**EXCERPT TO READ:**
········
Friday, December 18, 2009

Applying Six Sigma Principles to Corporate Staffing Departments

Applying Six Sigma Principles to Corporate Staffing Departments
By Alice Snell

The corporate staffing department performs a critical gateway function in a company, bringing people from the outside world into the organization. As such, recruiting has a huge impact on the quality of the assembled workforce. Attaining quality in recruiting and deployment is therefore a natural aim of an organization. How do you pursue quality in hiring and placement? Let's look to a highly influential school of thought in quality management, called Six Sigma, as a model.

Developed at Motorola in the 1980s and practiced by large corporations such as GE, Dow and Honeywell, Six Sigma is a quality initiative that uses data and statistical analysis to measure business processes and their outcomes. The cornerstone of the Six Sigma methodology is the concept of a defect. A defect is defined as a failure to deliver what the customer wants.

The central principle of Six Sigma is that by measuring the defects a process produces, one can systematically identify and remove sources of error, so as to approach the ideal state of no defects at all. The standards of Six Sigma are very high: a business process has attained Six Sigma quality when only 3.4 defects occur per every one million opportunities. Six Sigma was originally applied in a manufacturing environment, but its principles are applicable to customer service and even internal services such as recruiting.

Six Sigma "Defects" in Corporate Staffing
Following the Six Sigma methodology, the process to be improved must be defined and mapped out. A process map is a graphic representation of the process, showing it broken down into its detailed steps. A process map helps visualize the entire process and identify key metrics for measurement and analysis. Measuring the performance of the process is a data-driven exercise, so there must be steps in the process that perform the critical data capture necessary for measurement and reporting. A thorough statistical analysis of all data endeavors to identify those elements of the process that have a direct impact on the quality of its outcome. Once the source of defects has been identified, an improvement program can be defined and implemented to remove these causes of defects.

What is a defect in internal recruiting? The Six Sigma methodology defines a defect in terms of the expectations of the customer, which in the case of an internal recruiting department is the hiring manager. Hiring an unqualified candidate, a below-average performer, or even an employee that demonstrates a lack of fit to the corporate culture could all be considered a defective outcome of the recruiting process. How can you reduce defects in corporate recruiting?

Screening out Unqualified Candidates
Recruiting can be viewed as a screening process. This is especially true during periods of high unemployment, when the job market is characterized by an oversupply of talent. Under these conditions, the recruiting function in an organization is to eliminate unqualified people as much as to seek out talent. To improve the quality of an overall recruiting process, each step of the process must be designed to maximize the probability that the candidate ultimately selected meets the expectations of the hiring manager. One way to do this is to maximize the chances that an unqualified candidate is screened out at each step. The following are some key areas in which to focus on quality.
········
**ENTRIES:**

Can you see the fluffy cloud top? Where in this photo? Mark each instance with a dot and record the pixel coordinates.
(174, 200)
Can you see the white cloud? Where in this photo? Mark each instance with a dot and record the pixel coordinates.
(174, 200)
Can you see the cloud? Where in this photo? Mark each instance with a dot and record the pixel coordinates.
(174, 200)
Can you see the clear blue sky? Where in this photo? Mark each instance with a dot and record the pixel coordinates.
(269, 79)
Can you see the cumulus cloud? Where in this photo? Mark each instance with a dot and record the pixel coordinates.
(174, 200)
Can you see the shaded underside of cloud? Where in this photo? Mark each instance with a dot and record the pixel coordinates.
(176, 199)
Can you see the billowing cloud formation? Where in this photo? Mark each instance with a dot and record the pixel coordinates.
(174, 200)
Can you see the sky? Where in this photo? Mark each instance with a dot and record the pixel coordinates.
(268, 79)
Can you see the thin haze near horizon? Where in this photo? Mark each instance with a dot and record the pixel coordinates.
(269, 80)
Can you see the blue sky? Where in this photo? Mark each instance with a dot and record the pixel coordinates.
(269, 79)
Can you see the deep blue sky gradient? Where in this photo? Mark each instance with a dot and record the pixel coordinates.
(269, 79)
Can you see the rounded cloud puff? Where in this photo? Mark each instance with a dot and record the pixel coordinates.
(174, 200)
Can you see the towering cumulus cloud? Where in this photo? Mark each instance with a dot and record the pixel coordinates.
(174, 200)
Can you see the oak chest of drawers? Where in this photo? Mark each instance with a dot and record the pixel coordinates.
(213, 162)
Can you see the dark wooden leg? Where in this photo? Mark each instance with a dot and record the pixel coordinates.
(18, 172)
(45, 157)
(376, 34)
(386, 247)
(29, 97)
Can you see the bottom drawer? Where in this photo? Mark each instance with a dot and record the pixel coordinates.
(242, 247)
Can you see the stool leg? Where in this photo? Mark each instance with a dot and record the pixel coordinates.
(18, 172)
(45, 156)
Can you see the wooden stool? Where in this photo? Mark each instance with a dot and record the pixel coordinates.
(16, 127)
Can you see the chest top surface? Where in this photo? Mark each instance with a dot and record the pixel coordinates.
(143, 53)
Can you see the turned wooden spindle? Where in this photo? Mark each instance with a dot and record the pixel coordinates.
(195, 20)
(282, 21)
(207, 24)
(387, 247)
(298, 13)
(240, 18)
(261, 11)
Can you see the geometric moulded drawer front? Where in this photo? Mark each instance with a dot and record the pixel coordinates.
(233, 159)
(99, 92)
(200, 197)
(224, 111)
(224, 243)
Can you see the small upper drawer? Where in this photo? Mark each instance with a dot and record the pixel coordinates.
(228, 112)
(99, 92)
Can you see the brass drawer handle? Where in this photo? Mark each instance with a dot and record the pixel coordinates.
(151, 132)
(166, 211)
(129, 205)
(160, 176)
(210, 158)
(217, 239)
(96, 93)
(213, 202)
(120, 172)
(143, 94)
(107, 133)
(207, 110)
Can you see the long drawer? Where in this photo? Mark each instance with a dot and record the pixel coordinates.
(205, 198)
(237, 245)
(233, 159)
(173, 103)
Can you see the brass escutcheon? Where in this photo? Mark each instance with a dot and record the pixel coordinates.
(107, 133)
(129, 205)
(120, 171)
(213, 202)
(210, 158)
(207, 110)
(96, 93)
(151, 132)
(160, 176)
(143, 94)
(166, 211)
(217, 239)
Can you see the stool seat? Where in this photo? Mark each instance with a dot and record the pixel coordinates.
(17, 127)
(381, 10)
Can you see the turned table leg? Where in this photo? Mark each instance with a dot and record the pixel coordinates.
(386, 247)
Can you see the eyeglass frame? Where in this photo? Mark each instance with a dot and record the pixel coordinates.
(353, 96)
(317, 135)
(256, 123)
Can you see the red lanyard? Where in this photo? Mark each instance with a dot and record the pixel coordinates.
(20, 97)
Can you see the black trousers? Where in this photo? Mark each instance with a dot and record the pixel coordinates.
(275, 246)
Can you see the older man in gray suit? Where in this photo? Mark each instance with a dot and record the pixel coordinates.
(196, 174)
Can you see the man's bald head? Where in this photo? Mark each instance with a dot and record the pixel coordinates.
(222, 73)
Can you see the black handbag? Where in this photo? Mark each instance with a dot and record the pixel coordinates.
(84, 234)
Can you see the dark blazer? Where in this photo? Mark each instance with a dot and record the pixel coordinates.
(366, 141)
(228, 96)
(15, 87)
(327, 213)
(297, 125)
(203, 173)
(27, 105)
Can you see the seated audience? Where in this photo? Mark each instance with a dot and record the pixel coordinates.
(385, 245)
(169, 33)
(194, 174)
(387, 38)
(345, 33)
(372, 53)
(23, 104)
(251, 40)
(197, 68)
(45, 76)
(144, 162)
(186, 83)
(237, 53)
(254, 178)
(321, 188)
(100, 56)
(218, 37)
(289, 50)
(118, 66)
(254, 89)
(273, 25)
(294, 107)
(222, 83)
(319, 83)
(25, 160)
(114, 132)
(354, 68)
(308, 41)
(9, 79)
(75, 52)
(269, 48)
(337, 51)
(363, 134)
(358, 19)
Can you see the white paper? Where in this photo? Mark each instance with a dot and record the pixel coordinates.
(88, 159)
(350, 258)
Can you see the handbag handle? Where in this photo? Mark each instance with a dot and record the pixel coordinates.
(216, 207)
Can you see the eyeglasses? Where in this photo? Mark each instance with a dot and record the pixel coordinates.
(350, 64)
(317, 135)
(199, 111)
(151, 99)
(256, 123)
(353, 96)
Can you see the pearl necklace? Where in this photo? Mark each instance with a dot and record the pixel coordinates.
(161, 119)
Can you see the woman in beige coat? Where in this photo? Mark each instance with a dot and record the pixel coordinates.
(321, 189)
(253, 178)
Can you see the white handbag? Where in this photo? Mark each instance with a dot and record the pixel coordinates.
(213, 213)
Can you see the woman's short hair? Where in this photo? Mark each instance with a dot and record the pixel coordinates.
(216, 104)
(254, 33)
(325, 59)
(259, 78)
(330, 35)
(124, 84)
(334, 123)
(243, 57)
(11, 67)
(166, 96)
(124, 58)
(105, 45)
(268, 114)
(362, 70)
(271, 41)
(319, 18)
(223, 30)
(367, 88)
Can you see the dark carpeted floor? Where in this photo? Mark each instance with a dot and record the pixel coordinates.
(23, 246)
········
**TASKS FOR THIS EXERCISE:**
- 1) In two sentences, how would you summarize the article on Six Sigma in corporate staffing?
- 2) Could you write out, word for word, the stretch of the article on Six Sigma in corporate staffing from "Friday, December 18, 2009" through "as a model."?

**WORKED ANSWERS:**
- 1) Six Sigma is a quality initiative developed at Motorola that measures defects, meaning failures to deliver what the customer wants, so that their sources can be removed, and its principles apply even to internal services such as recruiting. For a corporate staffing department, whose customer is the hiring manager, a defect can be an unqualified hire, a below-average performer, or a poor fit with the corporate culture, so each step of recruiting should be designed to screen out unqualified candidates.

- 2)
Friday, December 18, 2009

Applying Six Sigma Principles to Corporate Staffing Departments

Applying Six Sigma Principles to Corporate Staffing Departments
By Alice Snell

The corporate staffing department performs a critical gateway function in a company, bringing people from the outside world into the organization. As such, recruiting has a huge impact on the quality of the assembled workforce. Attaining quality in recruiting and deployment is therefore a natural aim of an organization. How do you pursue quality in hiring and placement? Let's look to a highly influential school of thought in quality management, called Six Sigma, as a model.